* **Source data**

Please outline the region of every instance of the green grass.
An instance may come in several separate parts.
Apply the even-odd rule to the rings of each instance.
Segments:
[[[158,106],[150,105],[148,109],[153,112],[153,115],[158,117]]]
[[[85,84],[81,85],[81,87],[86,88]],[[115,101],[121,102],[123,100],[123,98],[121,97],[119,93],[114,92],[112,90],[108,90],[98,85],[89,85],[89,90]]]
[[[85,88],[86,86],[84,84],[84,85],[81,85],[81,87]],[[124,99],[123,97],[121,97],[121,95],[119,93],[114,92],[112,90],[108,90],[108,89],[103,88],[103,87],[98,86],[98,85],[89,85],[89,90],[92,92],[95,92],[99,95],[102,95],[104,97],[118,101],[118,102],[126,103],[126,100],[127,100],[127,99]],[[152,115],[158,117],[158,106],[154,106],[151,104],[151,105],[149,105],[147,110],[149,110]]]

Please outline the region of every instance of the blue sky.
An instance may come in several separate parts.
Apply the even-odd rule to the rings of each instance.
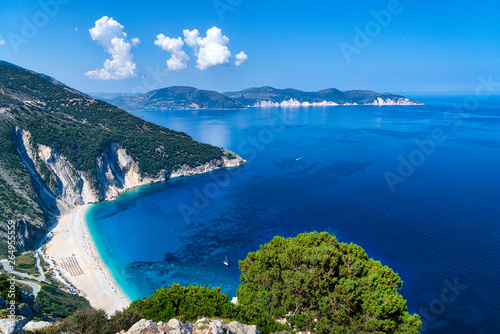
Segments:
[[[84,92],[271,85],[412,96],[471,92],[481,76],[500,81],[498,1],[22,0],[0,6],[0,59]],[[385,15],[377,21],[373,13]],[[117,44],[105,40],[106,31],[95,30],[94,40],[89,32],[105,16],[113,21],[101,21],[101,28],[118,27]],[[213,27],[220,34],[205,38]],[[199,31],[194,47],[185,29]],[[155,45],[159,34],[164,49]],[[167,37],[180,39],[174,46]],[[118,72],[105,74],[115,78],[101,80],[98,71],[113,57],[106,50],[115,47],[115,56],[131,61],[129,72],[112,68]],[[178,56],[171,69],[182,69],[167,70],[171,52],[165,50]],[[240,52],[248,61],[236,66]]]

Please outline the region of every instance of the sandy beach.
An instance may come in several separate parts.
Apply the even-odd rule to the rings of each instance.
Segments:
[[[92,307],[113,314],[130,301],[114,284],[98,256],[85,223],[87,208],[77,207],[59,218],[46,245],[45,258],[53,265],[53,272],[81,291]]]

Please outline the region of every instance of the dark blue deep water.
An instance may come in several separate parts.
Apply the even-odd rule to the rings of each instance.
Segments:
[[[93,205],[92,236],[136,299],[174,282],[234,296],[248,252],[328,231],[399,273],[426,333],[498,332],[500,101],[429,101],[136,113],[248,164]]]

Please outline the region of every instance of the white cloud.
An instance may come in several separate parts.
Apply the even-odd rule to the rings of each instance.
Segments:
[[[170,38],[163,34],[156,36],[155,45],[158,45],[162,50],[170,52],[170,59],[167,60],[167,68],[169,71],[183,70],[187,67],[189,56],[182,50],[184,41],[181,37]]]
[[[137,37],[132,38],[132,46],[137,46],[141,43],[141,40]]]
[[[229,62],[231,52],[227,47],[229,38],[222,35],[222,31],[213,27],[207,30],[207,37],[199,37],[198,30],[184,30],[184,41],[193,49],[198,58],[196,67],[200,70],[222,65]]]
[[[189,56],[182,49],[184,44],[193,50],[196,57],[196,67],[200,70],[229,63],[231,52],[227,45],[229,38],[222,34],[222,30],[213,27],[207,30],[206,37],[200,37],[198,29],[184,29],[184,40],[181,37],[170,38],[163,34],[156,36],[155,45],[162,50],[170,53],[171,57],[167,60],[167,69],[169,71],[182,70],[187,67],[190,60]],[[248,60],[244,52],[236,55],[236,66],[243,65]]]
[[[241,66],[248,60],[248,56],[243,51],[241,51],[234,57],[236,58],[236,61],[234,62],[234,65],[236,66]]]
[[[184,29],[183,34],[184,34],[184,41],[189,47],[193,49],[194,54],[197,56],[199,48],[198,38],[200,36],[200,32],[198,31],[198,29],[193,29],[193,30]]]
[[[5,40],[2,39],[2,36],[0,35],[0,45],[4,45],[5,44]]]
[[[95,27],[89,29],[90,37],[111,55],[106,59],[102,69],[85,73],[91,79],[120,80],[137,76],[137,65],[133,62],[134,55],[130,52],[132,46],[140,43],[138,38],[127,41],[123,26],[113,18],[103,16],[95,22]]]

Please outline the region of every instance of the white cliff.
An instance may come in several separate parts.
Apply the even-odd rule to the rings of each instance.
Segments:
[[[117,143],[111,143],[97,158],[100,199],[116,198],[123,191],[140,186],[139,166]]]
[[[126,149],[117,143],[110,143],[96,159],[97,184],[95,184],[88,173],[74,168],[57,149],[42,144],[38,144],[35,149],[28,131],[16,129],[15,134],[18,152],[37,184],[42,201],[47,204],[46,206],[54,206],[55,203],[60,212],[74,206],[113,200],[134,187],[170,178],[208,173],[219,168],[236,167],[246,162],[233,153],[233,159],[223,156],[199,166],[182,165],[171,171],[161,170],[154,177],[144,177],[138,163],[127,154]],[[43,168],[41,164],[50,171],[50,178],[53,181],[49,182],[50,186],[41,176]]]
[[[99,197],[89,177],[76,170],[55,148],[38,144],[38,157],[57,180],[53,189],[57,197],[74,206],[97,202]]]
[[[357,105],[374,105],[374,106],[415,106],[423,105],[423,103],[415,102],[408,98],[386,98],[377,97],[371,103],[358,104],[356,102],[345,102],[337,103],[333,101],[321,101],[321,102],[300,102],[296,99],[284,100],[282,102],[273,101],[260,101],[257,102],[254,107],[281,107],[281,108],[298,108],[298,107],[335,107],[335,106],[357,106]]]
[[[423,103],[415,102],[408,98],[402,97],[398,99],[383,99],[378,97],[375,101],[373,101],[372,105],[374,106],[421,106]]]

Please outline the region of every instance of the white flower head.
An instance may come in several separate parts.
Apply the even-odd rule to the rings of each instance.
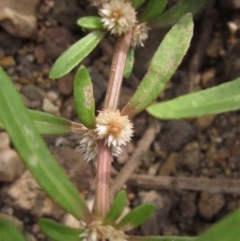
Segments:
[[[82,153],[83,159],[87,162],[93,160],[95,165],[97,162],[96,158],[98,153],[98,146],[96,134],[94,131],[86,129],[86,132],[82,135],[79,144],[79,151]]]
[[[99,9],[103,26],[112,34],[118,36],[131,30],[136,22],[136,12],[126,0],[111,0]]]
[[[82,241],[127,241],[128,236],[111,225],[103,225],[101,221],[92,221],[79,237]]]
[[[96,118],[94,129],[82,128],[79,151],[87,162],[93,161],[97,166],[98,141],[104,139],[104,144],[111,148],[112,156],[119,156],[121,145],[131,140],[133,125],[127,116],[121,116],[117,111],[101,111]]]
[[[98,154],[98,136],[94,130],[86,129],[86,132],[82,135],[79,142],[79,151],[83,155],[83,159],[87,162],[93,161],[93,165],[97,166],[97,154]],[[112,156],[119,156],[122,152],[120,146],[112,147]]]
[[[132,46],[144,46],[144,41],[148,38],[148,27],[146,23],[140,23],[133,29]]]
[[[133,125],[127,116],[121,116],[117,111],[102,111],[96,118],[95,132],[97,139],[105,139],[108,146],[126,145],[131,140]]]

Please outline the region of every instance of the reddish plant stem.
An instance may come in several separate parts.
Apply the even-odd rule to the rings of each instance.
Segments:
[[[111,71],[108,80],[107,93],[103,105],[103,110],[116,110],[122,86],[124,67],[127,53],[131,44],[132,32],[120,37],[117,41],[113,56]]]
[[[110,148],[104,145],[104,140],[99,141],[94,207],[95,214],[98,218],[103,218],[109,209],[111,158]]]
[[[132,32],[128,32],[117,41],[103,110],[116,110],[118,107],[124,67],[131,39]],[[104,145],[103,140],[99,141],[94,212],[100,219],[107,214],[110,206],[109,187],[111,179],[111,160],[111,148]]]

* **Task to carry out**
Whatever pictures the entries contain, omit them, and write the rest out exactly.

* **Result**
Please outline the region of every instance of the green grass.
An instance may come in several separate parts.
Apply the even-odd rule to the rings of each instance.
Segments:
[[[158,106],[150,105],[148,109],[153,112],[153,115],[158,117]]]
[[[85,84],[81,85],[81,87],[86,88]],[[115,101],[121,102],[123,100],[123,98],[121,97],[119,93],[114,92],[112,90],[108,90],[98,85],[89,85],[89,90]]]
[[[85,88],[86,86],[84,84],[84,85],[81,85],[81,87]],[[124,99],[123,97],[121,97],[121,95],[119,93],[114,92],[112,90],[108,90],[108,89],[103,88],[103,87],[98,86],[98,85],[89,85],[89,90],[92,92],[95,92],[99,95],[102,95],[104,97],[118,101],[118,102],[126,103],[126,100],[127,100],[127,99]],[[152,115],[158,117],[158,106],[154,106],[151,104],[151,105],[149,105],[147,110],[149,110]]]

Please outline the region of every instance of the blue sky.
An instance may come in several separate parts.
Apply the even-odd rule to the rings of each instance.
Segments:
[[[84,92],[271,85],[412,96],[471,92],[481,76],[500,81],[498,1],[22,0],[0,6],[0,59]],[[385,15],[377,21],[373,13]],[[117,44],[105,40],[106,31],[95,30],[94,40],[89,32],[105,16],[113,21],[101,21],[101,28],[118,27]],[[213,27],[220,34],[205,38]],[[199,31],[194,47],[185,29]],[[155,45],[159,34],[164,49]],[[167,37],[180,39],[174,46]],[[118,72],[105,74],[115,78],[101,80],[98,71],[113,57],[106,50],[115,47],[115,56],[131,61],[129,72],[112,68]],[[178,56],[171,69],[182,69],[167,70],[171,52],[165,50]],[[240,52],[248,61],[236,66]]]

Please outline the region of every instance of the sandy beach.
An instance may come in several separate parts.
Apply the even-odd rule to the rings of each instance.
Segments:
[[[92,307],[113,314],[130,301],[114,284],[98,256],[85,223],[87,208],[77,207],[59,218],[46,245],[45,258],[53,265],[53,272],[81,291]]]

Please outline the region of every instance of the dark blue deep water.
An instance may come in several separate parts.
Apply the even-odd rule to the rings of each instance.
Segments:
[[[93,205],[92,236],[136,299],[174,282],[234,296],[248,252],[328,231],[399,273],[426,333],[498,332],[500,101],[429,101],[136,113],[248,164]]]

Please outline the region of every instance of the white cloud.
An instance may come in several separate parts.
Apply the even-odd rule to the rings of each instance.
Segments:
[[[170,38],[163,34],[156,36],[155,45],[158,45],[162,50],[170,52],[170,59],[167,60],[167,68],[169,71],[183,70],[187,67],[189,56],[182,50],[184,41],[181,37]]]
[[[137,37],[132,38],[132,46],[137,46],[141,43],[141,40]]]
[[[229,62],[231,52],[227,47],[229,38],[222,35],[222,31],[213,27],[207,30],[207,37],[199,37],[198,30],[184,30],[184,41],[193,49],[198,58],[196,67],[200,70],[222,65]]]
[[[189,56],[182,49],[184,44],[193,50],[196,57],[196,67],[200,70],[229,63],[231,52],[227,45],[229,38],[222,34],[222,30],[213,27],[207,30],[206,37],[200,37],[198,29],[184,29],[184,40],[181,37],[170,38],[163,34],[156,36],[155,45],[162,50],[170,53],[171,57],[167,60],[167,69],[169,71],[182,70],[187,67],[190,60]],[[248,60],[244,52],[236,55],[236,66],[243,65]]]
[[[241,66],[248,60],[248,56],[243,51],[241,51],[234,57],[236,58],[236,61],[234,62],[234,65],[236,66]]]
[[[184,29],[183,34],[184,34],[184,41],[189,47],[193,49],[194,54],[197,56],[199,48],[198,38],[200,36],[200,32],[198,31],[198,29],[193,29],[193,30]]]
[[[5,40],[2,39],[2,36],[0,35],[0,45],[4,45],[5,44]]]
[[[95,27],[89,29],[90,37],[111,55],[106,59],[102,69],[85,73],[91,79],[120,80],[137,76],[137,65],[133,62],[134,55],[130,52],[132,46],[140,43],[138,38],[127,41],[123,26],[113,18],[103,16],[95,22]]]

Please outline the region of every instance of the white cliff.
An instance may come in several separate parts.
Apply the even-odd rule to the rings of each instance.
Segments:
[[[117,143],[111,143],[97,158],[100,199],[116,198],[123,191],[140,186],[139,166]]]
[[[126,149],[117,143],[110,143],[96,159],[97,184],[95,184],[88,173],[74,168],[57,149],[42,144],[38,144],[35,149],[28,131],[16,129],[15,134],[18,152],[37,184],[42,201],[47,204],[46,206],[54,206],[55,203],[60,212],[74,206],[113,200],[134,187],[170,178],[208,173],[219,168],[236,167],[246,162],[233,153],[233,159],[223,156],[199,166],[182,165],[171,171],[161,170],[154,177],[144,177],[138,163],[127,154]],[[43,168],[41,164],[50,171],[50,178],[53,181],[49,182],[50,186],[41,176]]]
[[[99,197],[89,177],[76,170],[55,148],[38,144],[38,157],[57,180],[53,189],[57,197],[74,206],[97,202]]]
[[[357,105],[374,105],[374,106],[415,106],[423,105],[423,103],[415,102],[408,98],[386,98],[377,97],[371,103],[358,104],[356,102],[345,102],[337,103],[333,101],[321,101],[321,102],[300,102],[296,99],[284,100],[282,102],[273,101],[260,101],[257,102],[254,107],[281,107],[281,108],[298,108],[298,107],[335,107],[335,106],[357,106]]]
[[[423,103],[415,102],[408,98],[402,97],[398,99],[383,99],[378,97],[375,101],[373,101],[372,105],[374,106],[421,106]]]

Please outline the region of every instance of the white flower head.
An instance may come in several separate parts.
Apply the even-odd rule to the rings of each instance.
Segments:
[[[82,153],[83,159],[87,162],[93,160],[95,165],[97,162],[96,158],[98,153],[98,146],[96,134],[94,131],[86,129],[86,132],[82,135],[79,144],[79,151]]]
[[[99,9],[103,26],[112,34],[118,36],[131,30],[136,22],[136,12],[126,0],[111,0]]]
[[[82,241],[127,241],[128,236],[111,225],[103,225],[101,221],[92,221],[79,237]]]
[[[96,118],[94,129],[82,128],[79,151],[87,162],[93,161],[97,166],[98,141],[104,139],[104,144],[111,148],[112,156],[119,156],[121,145],[131,140],[133,125],[127,116],[121,116],[117,111],[101,111]]]
[[[98,154],[98,136],[94,130],[86,129],[86,132],[82,135],[79,142],[79,151],[83,155],[83,159],[87,162],[93,161],[93,165],[97,166],[97,154]],[[112,156],[119,156],[122,152],[120,146],[112,147]]]
[[[132,46],[144,46],[144,41],[148,38],[148,27],[146,23],[140,23],[133,29]]]
[[[133,125],[127,116],[121,116],[117,111],[102,111],[96,118],[95,132],[97,139],[105,139],[108,146],[126,145],[131,140]]]

Please outline the region of every instance of the reddish plant stem.
An instance may come in several separate parts.
Apply the even-odd rule to the rings of each instance.
Segments:
[[[111,71],[108,80],[107,93],[103,105],[103,110],[116,110],[122,86],[124,67],[127,53],[131,44],[132,32],[120,37],[117,41],[113,56]]]
[[[110,148],[104,145],[104,140],[99,141],[94,207],[95,214],[98,218],[103,218],[109,209],[111,158]]]
[[[132,32],[128,32],[117,41],[103,110],[116,110],[118,107],[124,67],[131,39]],[[104,145],[103,140],[99,141],[94,212],[100,219],[107,214],[110,206],[109,187],[111,179],[111,160],[111,148]]]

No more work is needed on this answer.